• **Task set**
- A) In the supernormality study summary, what interval was used to test the test–retest stability of the SS-R?
- B) Rewrite everything in the supernormality study summary from "- According to" down to "(psychiatric ⁄ noncriminal)", swapping "patients" for "clients".

Development of the Supernormality Scale-Revised and its Relationship with Psychopathy
Cima (2008)

Abstract
- Supernormality – the tendency to systematically deny the presence of common
symptoms (faking good, underreporting, etc.)
- This study adresses the psychometric and diagnostic qualities of the Supernormality
Scale-Revised (SS-R) (self-report)
- Results showed that the SS-R is a reliable and valid instrument. However,
supernormality was not related to psychopathy as measured by the PPI

The presence of different types of deceptive behaviour (e.g. faking good/bad) may depend
on the goals someone want to achieve (e.g. avoiding incarceration).
- Research shows that especially psychopathic defendants – as measured with
Psychopathic Personality Invenroty (PPI) – demonstrated significantly higher
malingering scores pretrial, while they did not show signs of either form of deception
after being convicted > these results suggest that the occurrence of different forms of
deception depends on both legal context and personality traits
- In supernormality, even very common symptoms that everyday people experience
are denied. It is not the same as social desirability.
- According to the DSM-IV-TR (1), malingering is often present in persons with an
antisocial personality disorder. As psychopaths are often diagnosed with an
antisocial personality disorder , one would expect a relationship between
psychopathy and malingering as well > however, results are mixed
 Expectation: high psychopathic traits will be related to high supernormality

Study 1
Aim: developing and testing a revised self-report scale measuring supernormality (SS-R),
which can provide more information on whether patients deny their psychopathology.

Participants
- Forensic patients (psychiatric ⁄ criminal)
- Psychiatric patients (psychiatric ⁄ noncriminal)
- Students (nonpsychiatric ⁄ noncriminal)
- Instructed students (nonpsychiatric ⁄noncriminal)

Instruments
- Supernormality Scale-Revised (SS-R) – original SS-R consisted of 56 items based on 7
domains:
1. Social desirability
2. Mood disorders
3. Obsessive compulsice symptoms
4. Psychotic symptoms
5. Dissociative symptoms
6. Agression

, 7. Anxiety symptoms
 Items are selected in a way that ‘‘normal’’ people experience them on a
regular basis in their own life
- Paranoia Scale (PS) – self-report test containing 20 items fulfilling at least one aspect
of paranoia (e.g. belief that people are against you). It is expected that high levels of
paranoia are expected to correlate with low levels of supernormality

Results
- Reliability: test–retest stability (8-week interval) of the SS-R was found to be fairly
good, internal consistency was excellent
- Validity SS-R:
 Forensic patients had significantly lower scores than those of the psychiatric
patients and the honestly responding control group
 Forensic patients did not significantly differ from instructed controls
 Psychiatric patients scored significantly higher than the instructed controls
whereas they did not differ significantly from the honestly responding controls
 Honestly responding controls scored significantly higher than the instructed
controls
- Validity PS:
 Mean PS scores of the forensic patients did not differ from those of the
psychiatric patients whereas they had significantly higher scores than the
honestly responding controls
 Supernormality was found to be moderately, but significantly related to paranoia

Study 2
While one would expect psychopaths to be succesful malingeres (because of their
manipulative behaviour), research on this relationship is sparse. A problem with this
association is that one expects psychopaths to exaggerate psychiatric symptoms, but
considering context one may also expect psychopaths to exaggerate normal symptoms and
deny psychopathology.

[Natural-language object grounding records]
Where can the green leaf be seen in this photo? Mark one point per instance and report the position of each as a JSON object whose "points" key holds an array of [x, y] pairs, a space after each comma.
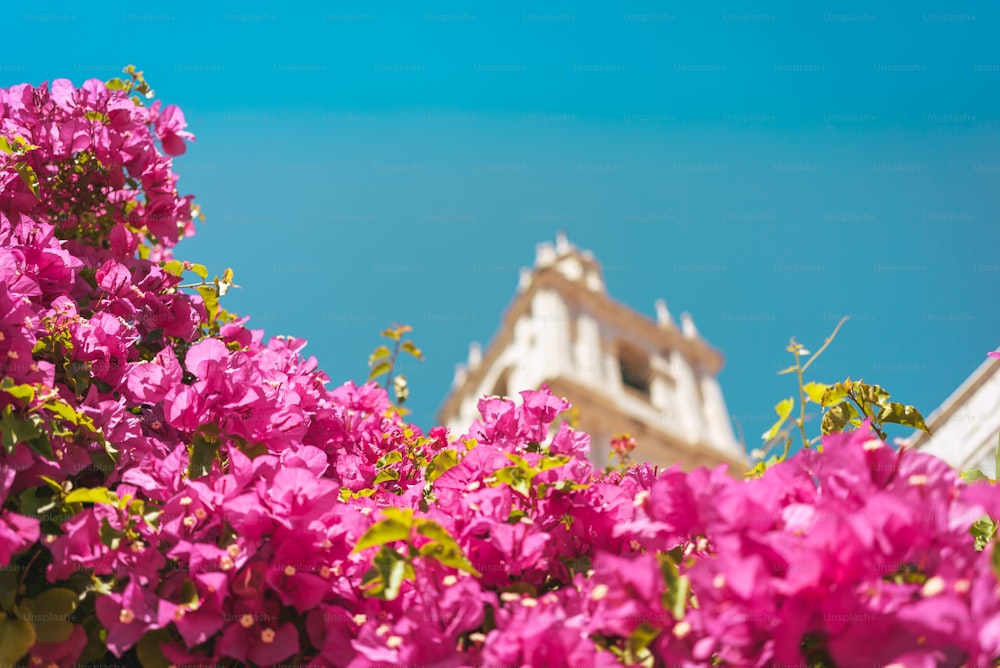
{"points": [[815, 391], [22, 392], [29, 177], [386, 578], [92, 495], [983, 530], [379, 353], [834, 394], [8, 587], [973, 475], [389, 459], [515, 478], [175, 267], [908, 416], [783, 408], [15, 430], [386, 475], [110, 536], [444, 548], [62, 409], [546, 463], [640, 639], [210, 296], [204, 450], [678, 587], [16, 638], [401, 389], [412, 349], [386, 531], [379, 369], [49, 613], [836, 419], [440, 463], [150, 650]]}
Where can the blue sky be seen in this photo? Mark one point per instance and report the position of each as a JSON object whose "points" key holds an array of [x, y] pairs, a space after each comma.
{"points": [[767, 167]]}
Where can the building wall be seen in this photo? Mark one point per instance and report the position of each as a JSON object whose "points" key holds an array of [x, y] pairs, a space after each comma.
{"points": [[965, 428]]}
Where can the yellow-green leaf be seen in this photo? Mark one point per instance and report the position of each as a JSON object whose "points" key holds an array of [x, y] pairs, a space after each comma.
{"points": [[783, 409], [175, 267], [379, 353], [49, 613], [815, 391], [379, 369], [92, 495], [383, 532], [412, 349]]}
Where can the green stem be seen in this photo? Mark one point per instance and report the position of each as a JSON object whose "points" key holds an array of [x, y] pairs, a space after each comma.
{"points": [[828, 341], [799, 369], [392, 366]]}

• **Response list**
- A) An 8-week interval.

- B)
- According to the DSM-IV-TR (1), malingering is often present in persons with an
antisocial personality disorder. As psychopaths are often diagnosed with an
antisocial personality disorder , one would expect a relationship between
psychopathy and malingering as well > however, results are mixed
 Expectation: high psychopathic traits will be related to high supernormality

Study 1
Aim: developing and testing a revised self-report scale measuring supernormality (SS-R),
which can provide more information on whether clients deny their psychopathology.

Participants
- Forensic clients (psychiatric ⁄ criminal)
- Psychiatric clients (psychiatric ⁄ noncriminal)